SELECTED TEXT ->
One of the reasons I thought I would like Saskatoon was that Farley Mowat grew up there. In his books for kids he told about bicycling to school with his pet owl clinging to the handlebars with his wings out, getting a free ride. He was quite a bit like Gerald Durrell, whose family is portrayed on Masterpiece Theatre at the moment. I thought of him as a crusading biologist because of his book, later a movie, called “Never Cry Wolf .” It was a defense against accusations that wolves were uncontained vicious killers that pulled down many caribou. To defend his claim that big animals can live on little animals — like wolves eating mice — Farley lived on mice himself all one winter. If you’ve seen the movie, you’ll remember him slugging down mice pickled in vodka, their tails hanging out of his mouth while he tried to bring himself to swallow.
I did not know that the vehemence and passion of the opposition to Mowat was not just about wolves — it was also about a tribe that was starving. The government felt guilty -- and it was.

DATASET ->

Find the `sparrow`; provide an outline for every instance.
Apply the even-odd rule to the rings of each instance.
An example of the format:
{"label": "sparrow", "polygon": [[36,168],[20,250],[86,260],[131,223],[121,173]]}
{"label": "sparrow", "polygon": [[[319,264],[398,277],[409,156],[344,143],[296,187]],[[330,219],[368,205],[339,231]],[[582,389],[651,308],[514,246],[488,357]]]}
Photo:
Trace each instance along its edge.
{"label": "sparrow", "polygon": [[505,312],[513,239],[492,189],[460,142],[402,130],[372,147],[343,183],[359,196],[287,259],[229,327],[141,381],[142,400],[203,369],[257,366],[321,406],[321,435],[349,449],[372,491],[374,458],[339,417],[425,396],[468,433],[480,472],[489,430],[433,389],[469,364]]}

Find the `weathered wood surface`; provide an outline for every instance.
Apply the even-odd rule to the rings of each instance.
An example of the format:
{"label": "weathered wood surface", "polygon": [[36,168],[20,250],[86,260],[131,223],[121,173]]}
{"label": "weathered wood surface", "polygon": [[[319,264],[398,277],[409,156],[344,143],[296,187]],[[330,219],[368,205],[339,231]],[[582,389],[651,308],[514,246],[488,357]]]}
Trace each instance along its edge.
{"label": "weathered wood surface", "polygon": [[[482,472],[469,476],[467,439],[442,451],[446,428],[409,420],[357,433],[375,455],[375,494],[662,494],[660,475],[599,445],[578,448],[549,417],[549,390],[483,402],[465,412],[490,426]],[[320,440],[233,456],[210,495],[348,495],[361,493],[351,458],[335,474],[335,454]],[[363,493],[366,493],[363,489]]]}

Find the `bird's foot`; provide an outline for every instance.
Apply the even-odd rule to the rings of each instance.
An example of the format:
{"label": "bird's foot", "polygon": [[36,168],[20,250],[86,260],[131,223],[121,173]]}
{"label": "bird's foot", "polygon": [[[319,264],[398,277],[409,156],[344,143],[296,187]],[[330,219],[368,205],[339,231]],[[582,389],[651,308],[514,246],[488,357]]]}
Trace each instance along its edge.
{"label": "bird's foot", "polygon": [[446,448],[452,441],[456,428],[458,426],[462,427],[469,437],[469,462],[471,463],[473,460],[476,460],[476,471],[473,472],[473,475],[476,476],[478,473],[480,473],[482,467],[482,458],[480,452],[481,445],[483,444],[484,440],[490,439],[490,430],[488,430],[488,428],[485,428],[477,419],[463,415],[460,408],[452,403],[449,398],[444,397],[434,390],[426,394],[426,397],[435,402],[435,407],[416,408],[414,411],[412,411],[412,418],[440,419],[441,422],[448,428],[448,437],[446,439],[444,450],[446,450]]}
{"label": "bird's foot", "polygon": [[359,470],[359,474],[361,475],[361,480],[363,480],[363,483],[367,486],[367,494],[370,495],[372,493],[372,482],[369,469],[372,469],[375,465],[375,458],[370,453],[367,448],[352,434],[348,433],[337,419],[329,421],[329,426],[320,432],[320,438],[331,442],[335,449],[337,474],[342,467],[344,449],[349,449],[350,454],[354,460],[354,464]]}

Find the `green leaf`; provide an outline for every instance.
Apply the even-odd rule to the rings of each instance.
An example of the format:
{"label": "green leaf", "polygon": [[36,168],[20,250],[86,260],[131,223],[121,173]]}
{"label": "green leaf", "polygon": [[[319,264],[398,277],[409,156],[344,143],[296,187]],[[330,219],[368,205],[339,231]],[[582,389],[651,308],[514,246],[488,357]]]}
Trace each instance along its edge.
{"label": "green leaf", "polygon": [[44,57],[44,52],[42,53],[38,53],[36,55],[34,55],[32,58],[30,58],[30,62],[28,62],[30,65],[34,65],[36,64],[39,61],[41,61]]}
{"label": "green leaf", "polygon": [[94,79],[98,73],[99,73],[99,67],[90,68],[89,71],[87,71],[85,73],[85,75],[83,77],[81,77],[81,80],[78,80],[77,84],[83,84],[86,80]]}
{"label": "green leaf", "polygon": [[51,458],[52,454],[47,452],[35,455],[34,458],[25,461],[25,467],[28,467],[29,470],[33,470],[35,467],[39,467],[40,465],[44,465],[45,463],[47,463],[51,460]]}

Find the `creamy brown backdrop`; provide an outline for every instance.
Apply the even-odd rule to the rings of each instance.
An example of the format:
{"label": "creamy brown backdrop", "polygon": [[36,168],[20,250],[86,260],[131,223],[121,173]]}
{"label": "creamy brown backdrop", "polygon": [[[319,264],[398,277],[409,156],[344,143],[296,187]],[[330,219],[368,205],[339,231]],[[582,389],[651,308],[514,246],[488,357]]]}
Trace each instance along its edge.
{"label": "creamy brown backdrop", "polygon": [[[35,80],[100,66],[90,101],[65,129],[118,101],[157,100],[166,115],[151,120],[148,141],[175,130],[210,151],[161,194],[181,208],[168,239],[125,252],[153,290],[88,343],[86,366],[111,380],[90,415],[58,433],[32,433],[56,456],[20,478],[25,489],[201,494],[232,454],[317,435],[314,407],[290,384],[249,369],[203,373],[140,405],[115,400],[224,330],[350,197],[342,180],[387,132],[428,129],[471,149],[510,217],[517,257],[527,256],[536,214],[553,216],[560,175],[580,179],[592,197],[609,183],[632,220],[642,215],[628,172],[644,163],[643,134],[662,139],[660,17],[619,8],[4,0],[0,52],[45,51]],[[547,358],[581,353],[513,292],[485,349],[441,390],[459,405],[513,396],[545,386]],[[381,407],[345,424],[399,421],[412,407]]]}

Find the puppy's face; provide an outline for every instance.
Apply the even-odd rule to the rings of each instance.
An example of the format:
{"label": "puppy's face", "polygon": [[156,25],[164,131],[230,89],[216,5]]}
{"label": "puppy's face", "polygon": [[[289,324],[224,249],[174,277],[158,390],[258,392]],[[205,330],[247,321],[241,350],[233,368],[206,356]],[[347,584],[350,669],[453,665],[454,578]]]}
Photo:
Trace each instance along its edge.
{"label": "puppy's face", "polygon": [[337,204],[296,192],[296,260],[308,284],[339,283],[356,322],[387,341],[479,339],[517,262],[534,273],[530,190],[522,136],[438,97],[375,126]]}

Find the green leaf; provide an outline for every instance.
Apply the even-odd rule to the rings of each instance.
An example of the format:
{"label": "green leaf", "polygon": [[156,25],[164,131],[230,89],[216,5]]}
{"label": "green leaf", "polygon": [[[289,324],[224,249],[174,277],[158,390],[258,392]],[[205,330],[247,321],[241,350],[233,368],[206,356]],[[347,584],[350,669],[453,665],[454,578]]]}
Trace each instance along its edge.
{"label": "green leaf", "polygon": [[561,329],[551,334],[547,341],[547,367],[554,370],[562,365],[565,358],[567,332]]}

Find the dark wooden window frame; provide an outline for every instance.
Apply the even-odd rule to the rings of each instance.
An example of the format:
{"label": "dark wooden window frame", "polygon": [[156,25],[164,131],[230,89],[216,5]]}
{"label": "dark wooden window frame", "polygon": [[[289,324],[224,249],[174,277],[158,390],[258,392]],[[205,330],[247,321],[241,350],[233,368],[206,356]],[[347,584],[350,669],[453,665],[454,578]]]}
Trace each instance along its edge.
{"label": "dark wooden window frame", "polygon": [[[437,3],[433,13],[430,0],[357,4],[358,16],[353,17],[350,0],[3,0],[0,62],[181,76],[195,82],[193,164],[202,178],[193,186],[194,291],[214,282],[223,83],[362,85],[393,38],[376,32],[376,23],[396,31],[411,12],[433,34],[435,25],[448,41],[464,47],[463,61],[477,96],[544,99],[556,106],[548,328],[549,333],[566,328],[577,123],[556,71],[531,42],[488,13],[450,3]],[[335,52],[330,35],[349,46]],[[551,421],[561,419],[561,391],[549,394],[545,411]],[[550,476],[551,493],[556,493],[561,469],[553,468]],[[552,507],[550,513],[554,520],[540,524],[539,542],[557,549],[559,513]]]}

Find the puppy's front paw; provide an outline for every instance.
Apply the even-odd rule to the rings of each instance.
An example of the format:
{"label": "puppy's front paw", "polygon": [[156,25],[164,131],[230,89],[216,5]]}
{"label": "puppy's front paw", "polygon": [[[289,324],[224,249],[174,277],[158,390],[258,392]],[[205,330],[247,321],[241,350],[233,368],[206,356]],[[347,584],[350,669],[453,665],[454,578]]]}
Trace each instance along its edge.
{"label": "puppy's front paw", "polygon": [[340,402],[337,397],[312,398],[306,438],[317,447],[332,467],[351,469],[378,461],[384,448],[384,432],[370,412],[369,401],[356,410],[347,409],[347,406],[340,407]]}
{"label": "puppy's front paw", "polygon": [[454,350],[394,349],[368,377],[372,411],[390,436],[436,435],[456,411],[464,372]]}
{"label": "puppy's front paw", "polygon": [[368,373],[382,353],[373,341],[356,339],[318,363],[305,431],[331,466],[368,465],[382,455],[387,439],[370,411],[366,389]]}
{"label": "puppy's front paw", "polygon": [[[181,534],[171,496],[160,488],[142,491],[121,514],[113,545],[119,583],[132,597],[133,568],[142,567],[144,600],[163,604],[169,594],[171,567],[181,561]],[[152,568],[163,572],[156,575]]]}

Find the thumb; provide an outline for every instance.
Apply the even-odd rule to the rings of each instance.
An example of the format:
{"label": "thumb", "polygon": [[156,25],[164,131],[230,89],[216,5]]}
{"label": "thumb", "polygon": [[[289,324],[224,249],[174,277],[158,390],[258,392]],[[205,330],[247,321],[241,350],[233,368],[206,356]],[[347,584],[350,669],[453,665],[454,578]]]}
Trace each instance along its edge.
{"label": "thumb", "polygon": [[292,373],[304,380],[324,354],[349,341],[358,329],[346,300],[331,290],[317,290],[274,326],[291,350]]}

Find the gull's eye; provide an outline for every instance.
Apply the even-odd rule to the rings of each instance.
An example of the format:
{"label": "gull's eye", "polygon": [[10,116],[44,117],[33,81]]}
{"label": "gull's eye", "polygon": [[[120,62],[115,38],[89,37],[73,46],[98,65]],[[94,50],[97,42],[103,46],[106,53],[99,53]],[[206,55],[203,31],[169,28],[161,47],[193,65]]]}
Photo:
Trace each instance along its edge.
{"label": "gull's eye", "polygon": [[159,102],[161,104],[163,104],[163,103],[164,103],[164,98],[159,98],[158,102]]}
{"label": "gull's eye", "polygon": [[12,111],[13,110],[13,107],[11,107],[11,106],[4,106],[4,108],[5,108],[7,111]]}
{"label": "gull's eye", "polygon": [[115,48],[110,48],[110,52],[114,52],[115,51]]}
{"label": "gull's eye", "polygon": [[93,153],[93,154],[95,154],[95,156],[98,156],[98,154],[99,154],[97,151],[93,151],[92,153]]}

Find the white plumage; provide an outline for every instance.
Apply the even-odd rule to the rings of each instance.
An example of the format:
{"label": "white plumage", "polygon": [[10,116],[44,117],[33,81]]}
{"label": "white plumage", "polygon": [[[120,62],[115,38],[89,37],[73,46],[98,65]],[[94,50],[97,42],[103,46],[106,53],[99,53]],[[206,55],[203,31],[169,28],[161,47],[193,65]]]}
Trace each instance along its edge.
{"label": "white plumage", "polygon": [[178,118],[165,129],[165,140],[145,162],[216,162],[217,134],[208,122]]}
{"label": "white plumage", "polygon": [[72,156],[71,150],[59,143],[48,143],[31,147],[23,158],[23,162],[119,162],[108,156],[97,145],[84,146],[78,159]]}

REQUIRED ACTION 1 ->
Answer these questions using the passage about Farley Mowat.
(a) Where did Mowat's pet owl ride when he bicycled to school?
(b) What did Mowat live on for a whole winter?
(c) Besides wolves, what else was the opposition to Mowat about?
REQUIRED ACTION 2 ->
Continue the passage about Farley Mowat from its last sentence.

TASK RESPONSE 1 ->
(a) On the handlebars of his bicycle.
(b) Mice.
(c) A tribe that was starving.

TASK RESPONSE 2 ->
From the obituary of Farley Mowat
“A commissioned officer in the Canadian army during the second world war, Mowat belonged to the Hastings and Prince Edward Regiment, the subject of his second book, The Regiment (1955). He spent much of 1943 and 1944 in Italy, rising to the rank of captain. Early in 1945 he moved to an intelligence unit in the Netherlands, where he crossed enemy lines to begin negotiations about a food drop that is credited with having saved thousands of Dutch lives.
“After the war, as a student at the University of Toronto, he first visited the Caribou Inuit tribes, which fascinated him. Their mistreatment outraged him, and he wrote People of the Deer (1952), his first novel, centred on the threat to this native population posed by government neglect and, worse, the destruction of herds by outside hunters – a byproduct of the colonial system that Mowat opposed.”
I have not read “People of the Deer” nor “The Desperate People,” but they’re on order and I’ll write reviews as soon as I get them read.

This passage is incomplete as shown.